Your output should be the complete listing, word for word, with no pictures in it.

-----

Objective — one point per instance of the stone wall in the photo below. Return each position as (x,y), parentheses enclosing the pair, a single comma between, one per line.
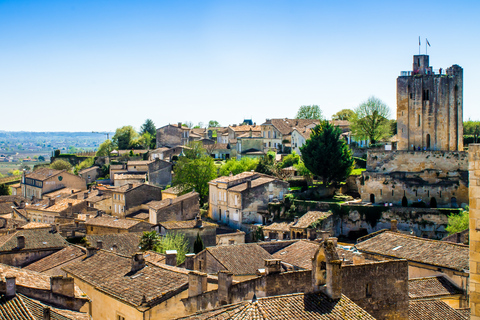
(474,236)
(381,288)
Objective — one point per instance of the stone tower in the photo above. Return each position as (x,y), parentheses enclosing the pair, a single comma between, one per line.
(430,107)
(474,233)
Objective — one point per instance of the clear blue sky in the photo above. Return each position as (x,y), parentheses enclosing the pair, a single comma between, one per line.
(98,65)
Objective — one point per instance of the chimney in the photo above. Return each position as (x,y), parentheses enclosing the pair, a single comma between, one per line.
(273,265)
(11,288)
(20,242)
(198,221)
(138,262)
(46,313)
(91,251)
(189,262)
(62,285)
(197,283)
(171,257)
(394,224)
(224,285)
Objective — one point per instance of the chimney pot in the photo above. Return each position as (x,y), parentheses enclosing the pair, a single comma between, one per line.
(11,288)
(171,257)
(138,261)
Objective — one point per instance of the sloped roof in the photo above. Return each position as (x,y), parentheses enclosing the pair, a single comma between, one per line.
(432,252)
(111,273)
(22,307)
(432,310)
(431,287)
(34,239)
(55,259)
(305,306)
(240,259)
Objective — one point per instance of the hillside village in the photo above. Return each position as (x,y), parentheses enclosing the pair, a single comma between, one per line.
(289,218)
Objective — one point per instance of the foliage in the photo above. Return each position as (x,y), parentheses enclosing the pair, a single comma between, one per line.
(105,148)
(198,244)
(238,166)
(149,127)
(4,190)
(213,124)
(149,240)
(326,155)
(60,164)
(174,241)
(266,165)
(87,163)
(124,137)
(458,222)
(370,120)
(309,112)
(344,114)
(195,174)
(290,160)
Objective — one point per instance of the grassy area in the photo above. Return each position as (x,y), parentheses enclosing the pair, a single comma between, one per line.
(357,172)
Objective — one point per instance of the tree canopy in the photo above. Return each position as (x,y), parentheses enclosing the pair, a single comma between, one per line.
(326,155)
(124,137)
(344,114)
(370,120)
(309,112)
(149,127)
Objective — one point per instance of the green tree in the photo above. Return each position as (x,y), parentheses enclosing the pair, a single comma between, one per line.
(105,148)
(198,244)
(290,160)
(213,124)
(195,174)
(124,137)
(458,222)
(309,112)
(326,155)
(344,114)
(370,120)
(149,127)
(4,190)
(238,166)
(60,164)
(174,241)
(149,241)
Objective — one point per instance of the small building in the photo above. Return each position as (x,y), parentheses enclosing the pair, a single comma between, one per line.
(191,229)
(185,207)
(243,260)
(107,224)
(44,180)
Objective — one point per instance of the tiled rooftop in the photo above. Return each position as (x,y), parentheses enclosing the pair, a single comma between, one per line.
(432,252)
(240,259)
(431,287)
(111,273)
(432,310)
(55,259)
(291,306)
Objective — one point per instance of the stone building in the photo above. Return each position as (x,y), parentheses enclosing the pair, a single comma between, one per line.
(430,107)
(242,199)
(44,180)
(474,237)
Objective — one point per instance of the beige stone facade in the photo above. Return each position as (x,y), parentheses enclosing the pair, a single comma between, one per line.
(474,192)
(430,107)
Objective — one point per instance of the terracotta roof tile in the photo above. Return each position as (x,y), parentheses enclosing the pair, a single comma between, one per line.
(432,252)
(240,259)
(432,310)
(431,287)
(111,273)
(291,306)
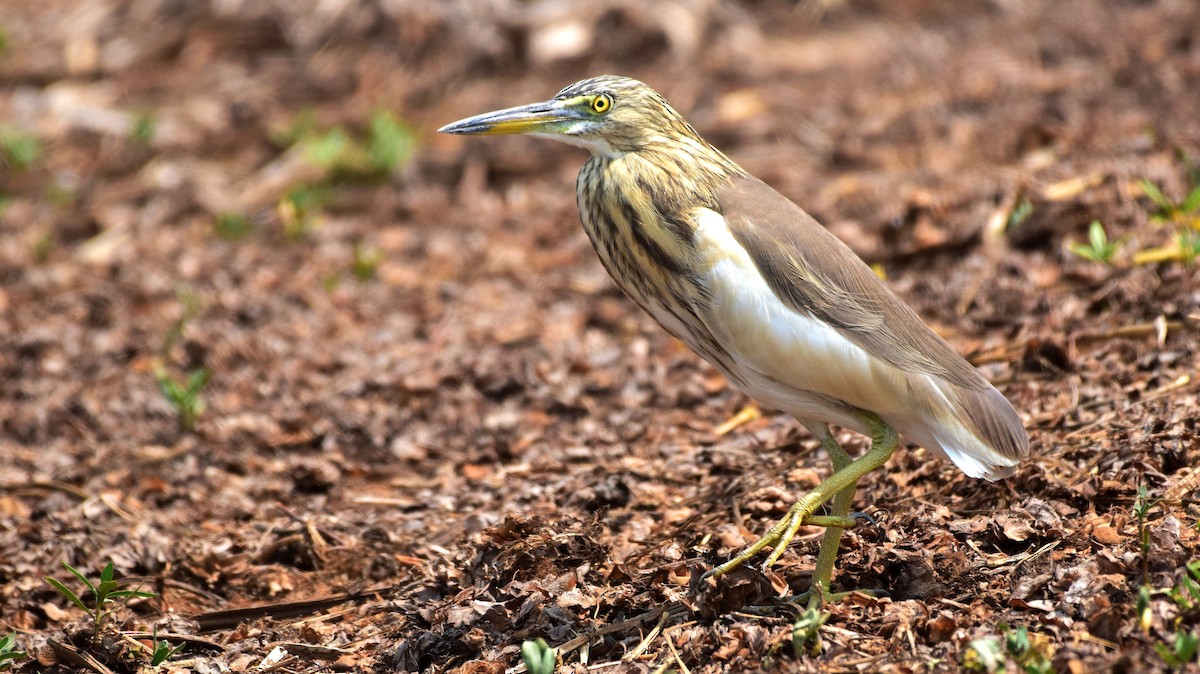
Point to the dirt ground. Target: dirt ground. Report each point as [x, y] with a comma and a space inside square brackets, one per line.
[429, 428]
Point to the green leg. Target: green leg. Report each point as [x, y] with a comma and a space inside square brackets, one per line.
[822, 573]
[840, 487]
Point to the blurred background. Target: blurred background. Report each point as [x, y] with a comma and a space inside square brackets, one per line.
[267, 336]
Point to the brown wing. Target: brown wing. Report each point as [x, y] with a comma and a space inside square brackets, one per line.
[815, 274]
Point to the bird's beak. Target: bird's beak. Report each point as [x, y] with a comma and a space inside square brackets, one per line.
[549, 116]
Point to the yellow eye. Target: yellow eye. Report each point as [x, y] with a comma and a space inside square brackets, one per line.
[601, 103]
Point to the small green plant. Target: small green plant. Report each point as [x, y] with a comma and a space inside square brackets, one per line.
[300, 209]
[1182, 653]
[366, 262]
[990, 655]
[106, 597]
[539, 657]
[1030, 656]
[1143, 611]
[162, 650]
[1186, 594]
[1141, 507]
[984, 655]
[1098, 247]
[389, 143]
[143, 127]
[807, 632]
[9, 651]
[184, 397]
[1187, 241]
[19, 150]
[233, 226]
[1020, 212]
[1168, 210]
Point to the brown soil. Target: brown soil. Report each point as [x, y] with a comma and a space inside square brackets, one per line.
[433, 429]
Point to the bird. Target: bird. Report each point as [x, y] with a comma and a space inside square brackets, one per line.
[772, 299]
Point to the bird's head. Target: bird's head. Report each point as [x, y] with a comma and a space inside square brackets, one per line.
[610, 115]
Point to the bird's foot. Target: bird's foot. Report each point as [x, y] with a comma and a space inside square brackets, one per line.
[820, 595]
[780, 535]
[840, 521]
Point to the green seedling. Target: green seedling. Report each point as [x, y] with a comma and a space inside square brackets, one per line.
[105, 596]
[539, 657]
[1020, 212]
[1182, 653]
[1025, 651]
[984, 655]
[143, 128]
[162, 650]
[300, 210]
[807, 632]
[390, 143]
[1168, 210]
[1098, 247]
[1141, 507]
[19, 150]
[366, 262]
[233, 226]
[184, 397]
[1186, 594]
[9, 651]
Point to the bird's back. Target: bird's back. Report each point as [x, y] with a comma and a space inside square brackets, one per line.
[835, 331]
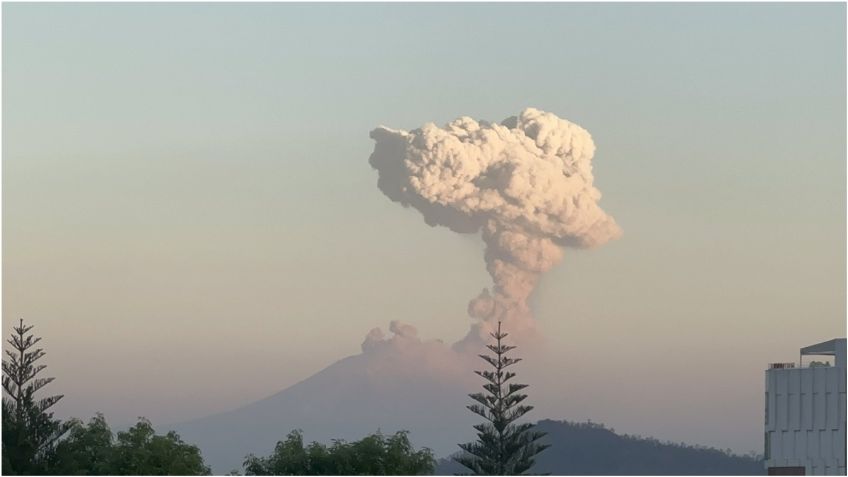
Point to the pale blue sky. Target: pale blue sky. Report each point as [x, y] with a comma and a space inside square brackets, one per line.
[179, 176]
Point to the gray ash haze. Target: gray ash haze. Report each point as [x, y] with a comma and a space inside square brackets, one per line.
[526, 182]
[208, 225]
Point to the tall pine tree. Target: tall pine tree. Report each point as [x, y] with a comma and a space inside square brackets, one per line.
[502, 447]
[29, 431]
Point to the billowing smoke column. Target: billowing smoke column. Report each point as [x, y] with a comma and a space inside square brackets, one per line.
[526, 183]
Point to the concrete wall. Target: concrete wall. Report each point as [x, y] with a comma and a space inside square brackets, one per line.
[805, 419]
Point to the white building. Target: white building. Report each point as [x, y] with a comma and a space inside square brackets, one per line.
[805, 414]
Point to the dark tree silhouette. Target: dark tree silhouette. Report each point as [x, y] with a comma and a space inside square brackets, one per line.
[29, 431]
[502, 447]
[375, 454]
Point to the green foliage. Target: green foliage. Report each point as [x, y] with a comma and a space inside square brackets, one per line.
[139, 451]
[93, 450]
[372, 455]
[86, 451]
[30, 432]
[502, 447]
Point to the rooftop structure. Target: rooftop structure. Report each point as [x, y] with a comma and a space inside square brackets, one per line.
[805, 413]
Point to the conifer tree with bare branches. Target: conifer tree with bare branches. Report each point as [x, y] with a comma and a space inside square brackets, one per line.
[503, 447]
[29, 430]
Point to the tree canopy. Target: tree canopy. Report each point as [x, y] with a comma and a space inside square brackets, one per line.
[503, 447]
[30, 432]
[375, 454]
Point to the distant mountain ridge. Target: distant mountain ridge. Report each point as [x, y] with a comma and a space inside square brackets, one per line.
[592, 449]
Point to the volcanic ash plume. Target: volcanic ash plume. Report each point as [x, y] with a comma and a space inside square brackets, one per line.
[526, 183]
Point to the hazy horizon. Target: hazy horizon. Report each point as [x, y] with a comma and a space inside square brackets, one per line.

-----

> **Task answer**:
Objective — one point per instance of the stone wall in the photo below. Return each position as (x,y), parentheses enclosing the pair, a single comma between, one per line.
(474,236)
(381,288)
Objective — one point per instance of the stone tower in the photo above. Return each position as (x,y), parentheses enclosing the pair, a single comma between, one per line.
(430,107)
(474,233)
Objective — one point per instance of the clear blue sky in the photo above. Return each position as (x,y), parentheses enclosing the pair, a single comma between, one per line.
(98,65)
Objective — one point per instance of the chimney in the photo above. Return each position as (x,y), parentheses enclosing the pair, a single comma between, one per line.
(273,265)
(11,288)
(20,242)
(198,221)
(138,262)
(46,313)
(91,251)
(189,262)
(62,285)
(197,283)
(171,257)
(394,224)
(224,285)
Objective — one point per instance of the chimney pot in the photo above. Return each position as (x,y), parentheses enclosing the pair, a single comma between, one per line.
(11,288)
(171,257)
(138,261)
Objective — one point per instance of the sloped roof in the photo above. Return each position as (x,y), parentheses enclosing the pair, a single comma between, one per line.
(432,252)
(111,273)
(22,307)
(432,310)
(431,287)
(34,239)
(55,259)
(305,306)
(240,259)
Objective — one point per instance of the hillside village in the photo above. Return each position as (x,y), parentheses enclosing the pair, a single comma between, one per line.
(289,218)
Objective — one point per instance of the foliage in the photo above. Return each position as (x,y), parentheses enclosing the pair, a single comma between, one per line.
(105,148)
(198,244)
(238,166)
(149,127)
(4,190)
(213,124)
(149,240)
(326,155)
(60,164)
(174,241)
(266,165)
(87,163)
(124,137)
(458,222)
(370,120)
(309,112)
(344,114)
(195,174)
(290,160)
Objective — one point per instance of the grassy area in the photo above. Return each position as (x,y), parentheses enclosing the pair, a single comma between, one per line.
(357,172)
Objective — one point per instance of the tree canopy in the photo above. Return each position as (x,y), parentheses enclosing the pair, a single comma between, one per line.
(326,155)
(124,137)
(344,114)
(370,120)
(309,112)
(149,127)
Objective — one point per instance of the green tree in the photo above. Return each position as (x,y), parentheses enclosing the pair, a single comma between, one per line.
(105,148)
(198,244)
(290,160)
(213,124)
(195,174)
(124,137)
(458,222)
(309,112)
(326,155)
(344,114)
(370,120)
(149,127)
(4,190)
(238,166)
(60,164)
(174,241)
(149,241)
Objective — one point per instance of the small building in the photo above. Return each position as (x,y), parentheses enclosing the pair, a single comma between, one per line.
(191,229)
(185,207)
(243,260)
(107,224)
(44,180)
Objective — one point per instance of the tiled rooftop in the photo above. Return each position as (x,y), parentheses enclosing the pair, a single comma between, one per line.
(432,252)
(240,259)
(431,287)
(111,273)
(432,310)
(55,259)
(291,306)
Objective — one point per instance of the stone building in the photo above. Return each position as (x,y), parentheses enclosing the pair, a single comma between, one per line.
(430,107)
(242,199)
(44,180)
(474,237)
Objective — one point per instance of the beige stone facade in the photo above. Return each position as (x,y), parentheses enclosing the pair, a single comma between, one per line.
(474,192)
(430,107)
Objective — one point per instance of the terracotta roof tile in the photo above. Return each position as (x,y), parentheses enclosing the pair, a single comma between, one per line.
(432,252)
(240,259)
(432,310)
(431,287)
(111,273)
(291,306)
Point to the dirt ground. Target: dirt ground. Report each point as [x, y] with a comma and a space inside square brackets, one per line.
[429, 428]
Point to the green leg. Target: green leg. Report each point as [x, y] with a comma and a space inside square brackets, one per line.
[822, 573]
[840, 487]
Point to the blurred background. Target: blurred background. Report each point as [x, y] with a comma and a space inside square brackets, one per line.
[267, 336]
Point to the brown wing. Target: brown wing. Report each point as [x, y] with a comma and a space inside square brackets, one per line.
[815, 274]
Point to the bird's beak. Target: bird's beak. Report each point as [x, y] with a comma and a space inside square brackets, one per line.
[549, 116]
Point to the yellow eye. Target: yellow eye. Report each point as [x, y] with a comma and a space inside square brackets, one per line.
[601, 103]
Point to the small green plant. Target: small green plant. Report each point as [x, y] with a comma and a space inside square brackets, one per line.
[300, 209]
[1182, 653]
[366, 262]
[990, 655]
[106, 597]
[539, 657]
[1030, 656]
[1143, 611]
[162, 650]
[1186, 594]
[1141, 507]
[984, 655]
[1098, 247]
[389, 143]
[143, 127]
[807, 632]
[9, 651]
[184, 397]
[1187, 241]
[19, 150]
[233, 226]
[1020, 212]
[1168, 210]
Point to the brown soil. Target: brown soil. Report each point as [x, y] with a comma and a space inside square brackets, one per line.
[433, 429]
Point to the bird. Target: bird. Report each point as [x, y] with a comma and a space inside square brackets, one per line.
[772, 299]
Point to the bird's head. Target: bird's head. Report each point as [x, y] with a comma and a space inside square brackets, one per line.
[610, 115]
Point to the bird's foot. Target: bird's foot. Report each point as [x, y] with a comma and a space inside square brackets, one per line.
[820, 595]
[780, 535]
[840, 521]
Point to the green seedling. Target: green seedling. Report each point as [x, y] with a comma and a space inside square brackets, one per line.
[105, 596]
[539, 657]
[1020, 212]
[1182, 653]
[1025, 651]
[984, 655]
[143, 128]
[162, 650]
[300, 210]
[807, 632]
[390, 143]
[1168, 210]
[1098, 247]
[1141, 507]
[19, 150]
[366, 262]
[233, 226]
[184, 397]
[1186, 594]
[9, 651]
Point to the bird's back. Target: bird's back. Report each point as [x, y] with a comma and a space inside square brackets, one per line.
[835, 331]
Point to the pale blue sky. Target: pale blue sky. Report each point as [x, y] with a comma and a space inside square brackets, one per line.
[179, 176]
Point to the gray ash haze. Target: gray ash haze. Report each point as [x, y] with a comma and a space inside square brackets, one per line.
[526, 182]
[208, 225]
Point to the tall pine tree. Target: tall pine tree. Report each point as [x, y] with a comma and a space inside square brackets, one per line.
[502, 447]
[29, 431]
Point to the billowing smoke column. Target: billowing smoke column. Report each point as [x, y] with a comma and a space inside square brackets, one per line.
[526, 183]
Point to the concrete wall. Target: concrete wall. Report each point as [x, y] with a comma and a space inside square brackets, one per line.
[805, 419]
Point to the white building. Target: white building. Report each point as [x, y] with a comma and a space inside square brackets, one per line.
[805, 414]
Point to the dark tree silhouette. Target: dark tree silhouette. Report each point as [x, y] with a comma and a space inside square brackets, one per line.
[29, 431]
[502, 447]
[375, 454]
Point to the green foliage. Target: green foliage. Report each point as [x, y] with a comma and a space inside square brackets, one per line.
[139, 451]
[93, 450]
[372, 455]
[86, 451]
[30, 432]
[502, 447]
Point to the rooftop structure. Target: rooftop structure. Report each point as [x, y] with a comma and a space inside square brackets, one per line.
[805, 413]
Point to the conifer tree with bare branches. Target: conifer tree with bare branches. Report each point as [x, y] with a comma and a space inside square brackets, one per line.
[503, 447]
[29, 430]
Point to the tree canopy. Target: tree canopy. Report each point as [x, y] with a comma and a space inside square brackets, one per line.
[503, 447]
[30, 432]
[375, 454]
Point to the distant mountain ridge. Target: distant mountain ridge. Report each point as [x, y] with a comma and a space inside square brackets, one per line.
[592, 449]
Point to the volcanic ash plume. Target: volcanic ash plume. Report each point as [x, y] with a comma and a space inside square brackets, one per line.
[526, 183]
Point to the hazy horizon. Target: hazy horizon. Report each point as [x, y] with a comma and a space inside square brackets, one per line.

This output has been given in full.